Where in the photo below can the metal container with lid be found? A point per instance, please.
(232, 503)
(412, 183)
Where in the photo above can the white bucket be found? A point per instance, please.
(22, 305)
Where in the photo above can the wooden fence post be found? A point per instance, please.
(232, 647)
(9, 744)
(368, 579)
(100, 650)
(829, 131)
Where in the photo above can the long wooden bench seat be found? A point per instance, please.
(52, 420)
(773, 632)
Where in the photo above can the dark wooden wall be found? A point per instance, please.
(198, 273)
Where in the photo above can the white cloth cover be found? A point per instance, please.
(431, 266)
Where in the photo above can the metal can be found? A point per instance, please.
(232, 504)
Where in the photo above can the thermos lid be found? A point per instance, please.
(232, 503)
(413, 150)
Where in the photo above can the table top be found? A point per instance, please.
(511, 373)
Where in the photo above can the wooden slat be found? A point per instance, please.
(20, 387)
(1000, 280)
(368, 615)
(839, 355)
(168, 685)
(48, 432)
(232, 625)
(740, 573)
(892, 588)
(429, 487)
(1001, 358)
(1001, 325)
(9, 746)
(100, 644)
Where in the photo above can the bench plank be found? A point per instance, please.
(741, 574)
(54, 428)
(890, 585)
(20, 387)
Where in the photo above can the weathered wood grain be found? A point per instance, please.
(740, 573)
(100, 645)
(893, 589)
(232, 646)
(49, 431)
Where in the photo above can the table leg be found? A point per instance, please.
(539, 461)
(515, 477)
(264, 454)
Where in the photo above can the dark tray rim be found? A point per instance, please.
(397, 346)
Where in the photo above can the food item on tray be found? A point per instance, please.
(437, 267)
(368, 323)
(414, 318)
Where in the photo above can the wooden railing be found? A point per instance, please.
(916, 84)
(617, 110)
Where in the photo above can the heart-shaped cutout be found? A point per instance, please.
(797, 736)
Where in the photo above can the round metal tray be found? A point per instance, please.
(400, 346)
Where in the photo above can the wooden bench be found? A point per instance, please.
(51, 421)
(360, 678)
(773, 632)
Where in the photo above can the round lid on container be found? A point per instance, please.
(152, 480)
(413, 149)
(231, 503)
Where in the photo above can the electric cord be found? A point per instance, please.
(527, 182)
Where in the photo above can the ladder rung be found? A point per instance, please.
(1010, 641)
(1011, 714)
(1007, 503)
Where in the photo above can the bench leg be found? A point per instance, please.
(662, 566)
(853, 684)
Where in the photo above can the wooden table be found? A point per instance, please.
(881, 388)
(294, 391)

━━━━

▶ Required action: Starting at the line that contains "Where in the photo above can the ladder", retype each remaining line of the records exactly; that line and the last line are both included.

▶ Answer section:
Where in the photo above can the ladder rung be found? A point per instance, please.
(1010, 641)
(1011, 714)
(1007, 503)
Where in the photo above can the bench leg be found? A point per instance, please.
(662, 566)
(853, 684)
Where in the photo above can the wooden table be found? A point per instance, please.
(881, 388)
(294, 391)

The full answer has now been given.